Text:
((

Whereas a DFS explores as far as possible along each branch first and then bracktracks. For this, a stack works better since it is LIFO(last-in-first-out)
Take it in Alphabetical order...
.... B(BFS).....C......D (DFS)....
.... Q(Queue)...R......S (Stack)...
BFS uses always queue, Dfs uses Stack data structure. As the earlier explanation tell about DFS is using backtracking. Remember backtracking can proceed only by Stack.
BFS --> B --> Barbecue --> Queue
DFS --> S --> Stack
Don't remember anything.
Assuming the data structure used for the search is X:
Breadth First = Nodes entered X earlier, have to be generated on the tree first: X is a queue.
Depth First = Nodes entered X later, must be generated on the tree first: X is a stack.
In brief: Stack is Last-In-First-Out, which is DFS. Queue is First-In-First-Out, which is BFS.
Bfs;Breadth=>queue
Dfs;Depth=>stack
Refer to their structure
The depth-first search uses a Stack to remember where it should go when it reaches a dead end.
DFSS
Stack (Last In First Out, LIFO). For DFS, we retrieve it from root to the farthest node as much as possible, this is the same idea as LIFO.
Queue (First In First Out, FIFO). For BFS, we retrieve it one level by one leve, after we visit upper level of the node, we visit bottom level of node, this is the same idea as FIFO.

))

Tasks for this exercise:
**1.** Decide whether each statement agrees with the BFS and DFS text, answering yes or no and quoting the deciding words: (a) a stack suits DFS because it is last-in-first-out; (b) BFS may use either a queue or a stack; (c) depth-first search uses a stack to remember where to go at a dead end.
**2.** Rewrite the paragraph of the BFS and DFS text beginning "BFS uses always queue" as a short list that keeps its main facts.
**3.** Continue the BFS and DFS text from the point where it stops.

Entries:
((

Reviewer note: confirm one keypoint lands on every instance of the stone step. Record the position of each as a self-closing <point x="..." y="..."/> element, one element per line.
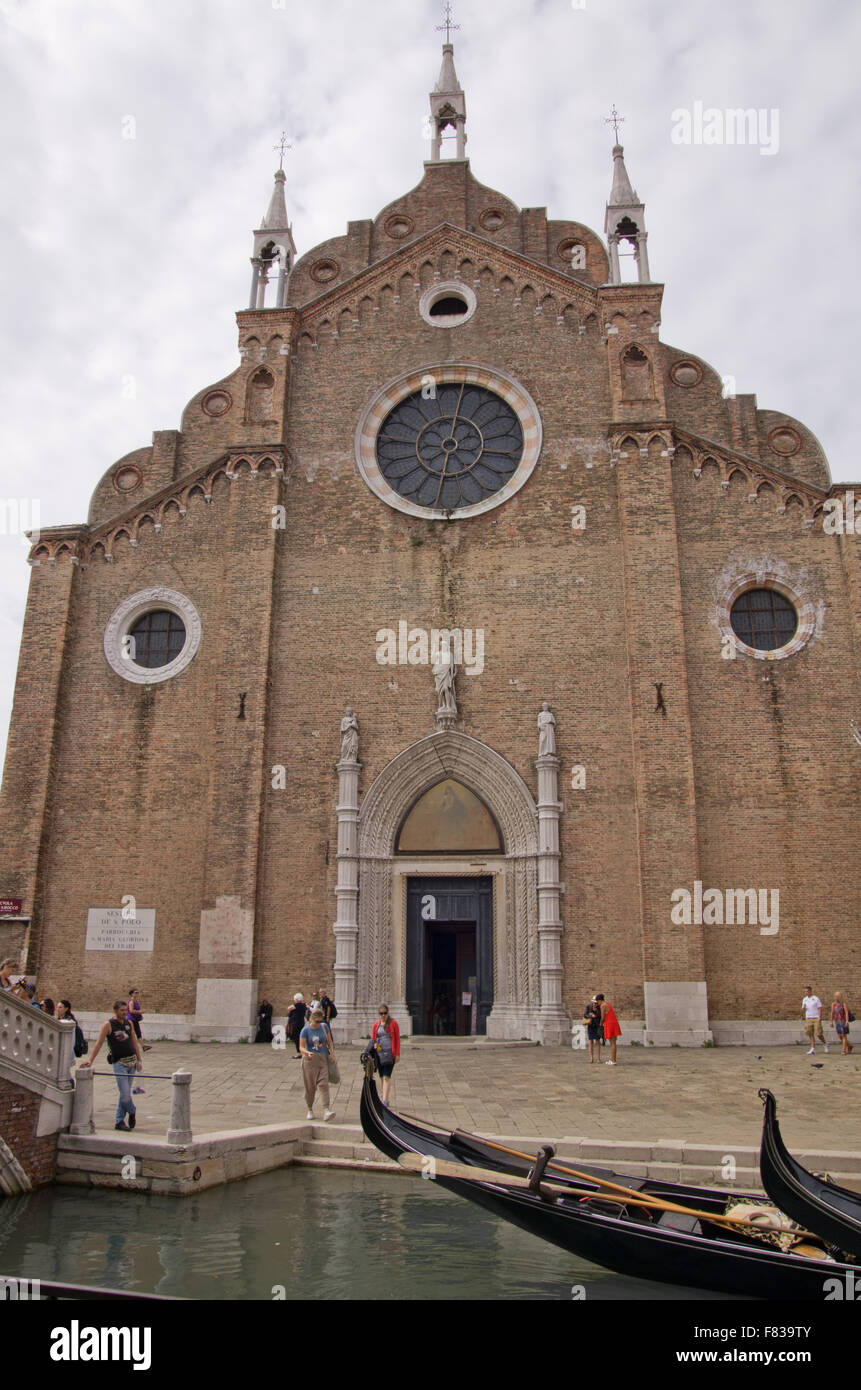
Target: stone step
<point x="337" y="1148"/>
<point x="370" y="1164"/>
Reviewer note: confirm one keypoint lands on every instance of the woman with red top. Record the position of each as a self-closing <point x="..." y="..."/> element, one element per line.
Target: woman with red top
<point x="840" y="1022"/>
<point x="611" y="1026"/>
<point x="385" y="1040"/>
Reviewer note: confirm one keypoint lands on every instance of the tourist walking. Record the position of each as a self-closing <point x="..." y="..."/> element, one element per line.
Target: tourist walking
<point x="840" y="1019"/>
<point x="609" y="1026"/>
<point x="264" y="1022"/>
<point x="385" y="1039"/>
<point x="316" y="1047"/>
<point x="64" y="1011"/>
<point x="125" y="1058"/>
<point x="135" y="1014"/>
<point x="440" y="1014"/>
<point x="591" y="1016"/>
<point x="811" y="1012"/>
<point x="295" y="1020"/>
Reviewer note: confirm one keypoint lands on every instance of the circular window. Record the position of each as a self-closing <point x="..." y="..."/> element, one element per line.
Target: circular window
<point x="152" y="635"/>
<point x="491" y="220"/>
<point x="324" y="270"/>
<point x="764" y="619"/>
<point x="398" y="225"/>
<point x="156" y="638"/>
<point x="447" y="303"/>
<point x="686" y="373"/>
<point x="216" y="403"/>
<point x="448" y="442"/>
<point x="127" y="478"/>
<point x="785" y="441"/>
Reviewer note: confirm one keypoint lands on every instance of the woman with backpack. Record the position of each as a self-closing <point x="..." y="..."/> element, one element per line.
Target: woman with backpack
<point x="64" y="1011"/>
<point x="842" y="1016"/>
<point x="125" y="1058"/>
<point x="385" y="1040"/>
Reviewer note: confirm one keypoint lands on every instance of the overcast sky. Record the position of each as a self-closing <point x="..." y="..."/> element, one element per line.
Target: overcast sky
<point x="125" y="259"/>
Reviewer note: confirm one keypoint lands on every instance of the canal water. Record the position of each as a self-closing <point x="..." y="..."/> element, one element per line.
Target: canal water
<point x="296" y="1233"/>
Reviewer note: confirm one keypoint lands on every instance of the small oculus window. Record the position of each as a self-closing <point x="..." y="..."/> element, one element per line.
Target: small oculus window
<point x="447" y="303"/>
<point x="156" y="638"/>
<point x="764" y="619"/>
<point x="152" y="635"/>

))

Set of answers:
**1.**
(a) Yes: "a stack works better since it is LIFO(last-in-first-out)"
(b) No: "BFS uses always queue, Dfs uses Stack data structure."
(c) Yes: "The depth-first search uses a Stack to remember where it should go when it reaches a dead end."

**2.**
- BFS always uses a queue.
- DFS uses a stack.
- DFS relies on backtracking.
- Backtracking can proceed only with a stack.

**3.**
An easier way to remember, especially for young students, is to use similar acronym:
BFS => Boy FriendS in queue (for popular ladies apparently).
DFS is otherwise (stack).
I would like to share this answer:
https://stackoverflow.com/a/20429574/3221630
Taking BFS and replacing a the queue with a stack, reproduces the same visiting order of DFS, it uses more space than the actual DFS algorithm.
You can remember by making an acronym
BQDS
Beautiful Queen has Done Sins.
In Hindi,
बहुरानी क्यु दर्द सहा
Here is a simple analogy to remember. In a BFS, you are going one level at a time but in DFS you are going as deep as possible to the left before visiting others. Basically stacking up a big pile of stuff, then analyze them one by one, so if this is STACK, then the other one is queue.
Remember as "piling up", "stacking up", big as possible. (DFS).
if you visually rotate 'q' symbol (as in queue) 180 degrees you will get a 'b' (as in bfs).
Otherwise this is stack and dfs.